А Мадлен. Еще два года назад эта девушка посчитала бы за честь поступить в кордебалет самого захудалого кабаре. А теперь от танцовщиц «Элизе-Монмартр» нос воротит. А ведь когда она, Мадлен Кноблох, приехала в поисках лучшей доли из бельгийского Мозеля в Париж, то готова была ухватиться за любую работу. Семья ей ничем помочь не могла. Да и какая семья? Отца отродясь не водилось, в метрике — прочерк. А мамаше до дочери дела мало — она едва концы с концами сводила, приторговывая можжевеловой водкой. Правда, юная Мадлен была хороша. Да что там хороша — роскошна! Таких пышных красавиц только на картинах Ренуара увидеть можно. Личико белое, фарфоровое, кожа — чистый бархат, волосы льются огромным, слегка волнистым водопадом, талия осиная. Ну а уж все ее округлые женские прелести так аппетитно выпирали, что у Сёра аж дух захватило. Первый раз в жизни он увидел тот тип женщины, которую в античности называли Венера Каллипига, то есть, по-простому говоря, Венера Прекраснозадая. Ну как устоять? Сёра и не устоял.

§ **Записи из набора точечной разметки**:
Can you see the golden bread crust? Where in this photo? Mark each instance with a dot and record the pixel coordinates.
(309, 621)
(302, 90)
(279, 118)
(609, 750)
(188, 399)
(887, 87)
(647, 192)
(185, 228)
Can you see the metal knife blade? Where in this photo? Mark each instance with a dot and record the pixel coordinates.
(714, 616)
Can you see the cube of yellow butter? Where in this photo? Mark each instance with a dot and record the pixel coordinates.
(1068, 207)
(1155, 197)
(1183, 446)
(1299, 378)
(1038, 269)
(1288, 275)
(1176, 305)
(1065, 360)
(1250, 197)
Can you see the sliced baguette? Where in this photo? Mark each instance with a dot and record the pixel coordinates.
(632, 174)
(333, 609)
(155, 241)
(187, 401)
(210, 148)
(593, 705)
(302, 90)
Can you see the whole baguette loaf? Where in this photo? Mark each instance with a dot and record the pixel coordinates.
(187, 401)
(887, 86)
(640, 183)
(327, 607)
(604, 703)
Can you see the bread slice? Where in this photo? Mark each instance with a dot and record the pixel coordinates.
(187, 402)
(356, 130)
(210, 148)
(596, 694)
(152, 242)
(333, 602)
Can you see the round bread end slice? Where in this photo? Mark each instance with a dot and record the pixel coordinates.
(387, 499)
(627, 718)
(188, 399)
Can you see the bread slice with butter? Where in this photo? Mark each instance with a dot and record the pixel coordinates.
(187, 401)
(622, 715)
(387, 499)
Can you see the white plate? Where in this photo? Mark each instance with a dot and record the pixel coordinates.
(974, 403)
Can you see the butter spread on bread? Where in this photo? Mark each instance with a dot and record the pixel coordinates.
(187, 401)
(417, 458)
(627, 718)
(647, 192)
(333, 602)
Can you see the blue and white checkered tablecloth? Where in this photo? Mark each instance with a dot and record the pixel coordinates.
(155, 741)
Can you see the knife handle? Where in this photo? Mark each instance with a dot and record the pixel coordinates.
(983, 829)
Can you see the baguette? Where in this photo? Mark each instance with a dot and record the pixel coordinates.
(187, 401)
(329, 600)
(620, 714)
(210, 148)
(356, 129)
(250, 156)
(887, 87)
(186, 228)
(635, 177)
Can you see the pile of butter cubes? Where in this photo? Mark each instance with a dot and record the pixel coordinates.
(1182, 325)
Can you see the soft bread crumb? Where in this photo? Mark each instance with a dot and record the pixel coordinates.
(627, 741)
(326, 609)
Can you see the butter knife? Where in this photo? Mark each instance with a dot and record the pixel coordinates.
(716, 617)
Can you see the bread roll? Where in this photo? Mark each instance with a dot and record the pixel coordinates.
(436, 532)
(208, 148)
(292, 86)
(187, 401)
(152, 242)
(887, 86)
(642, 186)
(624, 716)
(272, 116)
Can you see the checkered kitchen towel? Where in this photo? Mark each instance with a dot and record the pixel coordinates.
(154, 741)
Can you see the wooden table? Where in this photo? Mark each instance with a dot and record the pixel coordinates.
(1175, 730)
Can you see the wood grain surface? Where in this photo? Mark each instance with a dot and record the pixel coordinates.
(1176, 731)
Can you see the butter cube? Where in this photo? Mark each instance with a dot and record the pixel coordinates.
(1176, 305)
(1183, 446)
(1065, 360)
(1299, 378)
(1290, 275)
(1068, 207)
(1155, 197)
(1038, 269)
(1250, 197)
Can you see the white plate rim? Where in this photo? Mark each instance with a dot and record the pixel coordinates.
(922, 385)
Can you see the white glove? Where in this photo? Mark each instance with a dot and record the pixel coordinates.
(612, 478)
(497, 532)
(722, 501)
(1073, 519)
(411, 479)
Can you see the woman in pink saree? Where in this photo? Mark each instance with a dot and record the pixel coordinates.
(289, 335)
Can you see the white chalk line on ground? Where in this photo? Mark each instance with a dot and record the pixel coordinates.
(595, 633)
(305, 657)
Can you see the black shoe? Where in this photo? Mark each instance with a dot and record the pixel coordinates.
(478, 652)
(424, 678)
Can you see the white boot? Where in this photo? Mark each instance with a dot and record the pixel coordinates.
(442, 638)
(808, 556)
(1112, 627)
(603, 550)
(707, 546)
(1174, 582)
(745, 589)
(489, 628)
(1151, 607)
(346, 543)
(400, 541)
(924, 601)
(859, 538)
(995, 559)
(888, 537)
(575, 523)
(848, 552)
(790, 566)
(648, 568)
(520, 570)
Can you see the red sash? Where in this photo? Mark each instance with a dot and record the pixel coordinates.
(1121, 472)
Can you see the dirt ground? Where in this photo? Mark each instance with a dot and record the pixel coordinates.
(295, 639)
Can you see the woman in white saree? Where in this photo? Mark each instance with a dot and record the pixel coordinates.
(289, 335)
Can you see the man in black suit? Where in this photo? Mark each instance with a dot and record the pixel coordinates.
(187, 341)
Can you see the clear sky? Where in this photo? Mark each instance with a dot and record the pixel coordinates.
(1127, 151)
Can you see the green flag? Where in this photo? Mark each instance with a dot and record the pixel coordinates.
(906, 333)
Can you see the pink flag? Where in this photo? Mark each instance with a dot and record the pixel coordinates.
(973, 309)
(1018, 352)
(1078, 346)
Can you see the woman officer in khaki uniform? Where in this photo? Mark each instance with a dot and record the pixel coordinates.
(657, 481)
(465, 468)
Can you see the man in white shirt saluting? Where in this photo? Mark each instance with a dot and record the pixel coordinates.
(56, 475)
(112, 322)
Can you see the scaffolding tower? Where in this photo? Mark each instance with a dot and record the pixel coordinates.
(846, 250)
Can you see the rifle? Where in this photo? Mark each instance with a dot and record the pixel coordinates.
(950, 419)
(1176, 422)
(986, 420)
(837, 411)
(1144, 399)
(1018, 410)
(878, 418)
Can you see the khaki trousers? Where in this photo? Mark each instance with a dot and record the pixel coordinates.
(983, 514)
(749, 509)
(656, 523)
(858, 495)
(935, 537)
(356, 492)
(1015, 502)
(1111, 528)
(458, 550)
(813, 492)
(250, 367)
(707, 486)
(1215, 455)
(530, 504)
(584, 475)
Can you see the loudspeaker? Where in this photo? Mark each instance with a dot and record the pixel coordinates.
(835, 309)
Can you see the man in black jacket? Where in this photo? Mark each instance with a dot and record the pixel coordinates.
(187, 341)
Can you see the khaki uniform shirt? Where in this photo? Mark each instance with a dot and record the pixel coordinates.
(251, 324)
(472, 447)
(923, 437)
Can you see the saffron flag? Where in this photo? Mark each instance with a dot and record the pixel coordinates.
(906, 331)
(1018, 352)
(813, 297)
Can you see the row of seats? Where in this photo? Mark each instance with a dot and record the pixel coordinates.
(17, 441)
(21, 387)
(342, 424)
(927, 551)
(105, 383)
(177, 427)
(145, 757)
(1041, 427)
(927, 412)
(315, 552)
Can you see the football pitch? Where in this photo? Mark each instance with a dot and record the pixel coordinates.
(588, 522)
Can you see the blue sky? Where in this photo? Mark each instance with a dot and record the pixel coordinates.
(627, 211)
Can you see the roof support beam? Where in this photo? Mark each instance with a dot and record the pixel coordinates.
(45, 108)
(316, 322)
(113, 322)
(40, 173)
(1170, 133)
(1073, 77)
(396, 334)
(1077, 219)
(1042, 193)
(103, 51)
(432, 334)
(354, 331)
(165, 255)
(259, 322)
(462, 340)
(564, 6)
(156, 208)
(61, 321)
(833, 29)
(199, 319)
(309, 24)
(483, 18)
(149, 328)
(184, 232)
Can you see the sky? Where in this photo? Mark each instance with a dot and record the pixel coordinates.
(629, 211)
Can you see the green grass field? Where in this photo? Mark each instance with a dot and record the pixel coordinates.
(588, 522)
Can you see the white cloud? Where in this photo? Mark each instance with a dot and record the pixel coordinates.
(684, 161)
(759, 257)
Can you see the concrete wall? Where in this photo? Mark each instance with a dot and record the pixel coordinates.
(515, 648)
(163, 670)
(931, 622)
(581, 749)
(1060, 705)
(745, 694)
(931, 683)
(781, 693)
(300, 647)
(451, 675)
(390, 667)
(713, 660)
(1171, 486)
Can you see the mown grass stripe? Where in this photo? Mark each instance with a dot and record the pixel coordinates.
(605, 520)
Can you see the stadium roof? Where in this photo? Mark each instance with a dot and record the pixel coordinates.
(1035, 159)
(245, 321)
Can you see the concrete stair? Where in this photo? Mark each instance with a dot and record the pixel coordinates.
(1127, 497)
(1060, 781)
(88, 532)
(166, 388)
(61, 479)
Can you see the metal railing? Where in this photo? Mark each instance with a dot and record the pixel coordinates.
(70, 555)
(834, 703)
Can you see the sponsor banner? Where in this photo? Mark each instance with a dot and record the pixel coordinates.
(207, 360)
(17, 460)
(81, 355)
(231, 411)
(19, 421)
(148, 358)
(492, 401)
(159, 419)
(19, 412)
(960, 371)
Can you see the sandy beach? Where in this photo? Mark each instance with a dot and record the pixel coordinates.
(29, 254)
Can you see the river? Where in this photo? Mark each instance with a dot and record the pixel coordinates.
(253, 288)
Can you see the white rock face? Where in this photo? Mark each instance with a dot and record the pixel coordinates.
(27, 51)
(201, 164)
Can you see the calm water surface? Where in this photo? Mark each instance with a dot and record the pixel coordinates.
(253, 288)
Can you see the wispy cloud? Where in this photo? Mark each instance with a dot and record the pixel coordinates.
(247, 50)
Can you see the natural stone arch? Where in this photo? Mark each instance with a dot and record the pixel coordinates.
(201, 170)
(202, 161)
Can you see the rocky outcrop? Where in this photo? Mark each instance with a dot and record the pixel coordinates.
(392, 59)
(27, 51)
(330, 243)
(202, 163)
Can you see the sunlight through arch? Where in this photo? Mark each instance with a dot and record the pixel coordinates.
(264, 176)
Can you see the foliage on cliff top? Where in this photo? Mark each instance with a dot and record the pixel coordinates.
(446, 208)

§ **ЗАДАЧА**:
Напишите продолжение отрывка о Мадлен Кноблох и Сёра, начиная сразу после его последнего предложения.

§ **РЕЗУЛЬТАТ**:
Впрочем, ему и было-то тогда всего 28 лет. В такие годы художники Монмартра гуляют направо и налево. Но Жорж всегда был стеснителен и робок с женщинами. Он и общался-то с одними натурщицами, вечно тощими от недоедания. Правда, была среди них одна — милая, тихая. Сёра написал с нее небольшой холст «Натурщицы» и еще три ню — обнаженные натуры. Ну и она, не стесняясь, отплатила ему той же натурой. Вот и все познание женщин. Да и когда? Ни на что, кроме работы, времени нет. Вся жизнь ушла на поиск «верного разделения цвета и научно обоснованной манеры живописного письма». Именно такую задачу Сёра поставил перед собой еще в 15 лет. И с тех пор изучал не только краски, но и оптику, химию, физику. Мечтал познать науку о человеческом глазе, о видимых и невидимых цветах спектра. Но пока только понял, что каждый оттенок цвета состоит из различных цветовых точек, которые не смешиваются, а только в сочетании друг с другом дают самые поразительные результаты. Отсюда возникло и еще одно название его метода — дивизионизм, то есть разделяющий. И не один он задумывался о точке и о разделении цветов. Когда-то сам Леонардо да Винчи писал, что цвет зависит от взгляда человека. А знаменитый живописец Делакруа говорил: «Дайте мне уличную грязь, и я сделаю из нее плоть женщины самого соблазнительного оттенка!» Собственно, Сёра и живописью-то начал заниматься, чтобы наглядно проиллюстрировать свои теоретические изыскания. И вот создал новый метод живописной техники, начав рисовать отдельными точками.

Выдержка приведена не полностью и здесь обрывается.